#### Provided passage ####
Letters for July 19, 2012

Free yourself

Re “Unplugged!” by Aaron Lake Smith and Amy Kline (SN&R Feature Story, July 5):

It was good to read SN&R’s thoughtful analysis of the addictive potential of technology.

As an old man who participated enthusiastically in the youth rebellion of the ’60s, I admire the facility of younger people to learn and adapt to the constant stream of technological innovation in our society. I also appreciate much of the innovation itself for the way it helps us conduct our business, gather and share information, and maintain our friendships.

However, where the primary thrust of the counterculture of my generation was to sharpen the intellectual skills, which would allow us to stay free in the face of the corporate state’s pressure toward conformity, I see too many young people who mistake technical prowess for understanding. These young people have surrendered uncritically to the control exerted by Big Brother—the manipulative corporate state—which is reducing us from citizens to consumers, tools of the master class, the “1 percent” who call the shots and want the masses to behave like robots.
####
__Problem statement__: Which feature story is the letter responding to? Rely only on the letter for this.
#### Data excerpt ####
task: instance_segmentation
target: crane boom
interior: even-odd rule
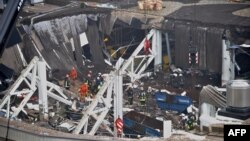
[[[0,57],[11,38],[18,13],[26,0],[8,0],[0,20]]]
####
__Answer to this problem__: "Unplugged!" by Aaron Lake Smith and Amy Kline, the SN&R Feature Story of July 5.